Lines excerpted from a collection
-- BEGIN --

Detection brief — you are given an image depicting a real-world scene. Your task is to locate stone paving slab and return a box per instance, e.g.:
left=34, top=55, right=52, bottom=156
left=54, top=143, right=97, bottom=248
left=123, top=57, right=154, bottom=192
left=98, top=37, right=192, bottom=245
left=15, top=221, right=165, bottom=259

-- END --

## [Stated exercise]
Retype the lines above verbatim, reproducing every character without alteration.

## [Worked answer]
Detection brief — you are given an image depicting a real-world scene. Your task is to locate stone paving slab and return a box per instance, e.g.:
left=34, top=55, right=52, bottom=156
left=54, top=143, right=97, bottom=248
left=123, top=57, right=154, bottom=192
left=98, top=37, right=192, bottom=245
left=15, top=221, right=165, bottom=259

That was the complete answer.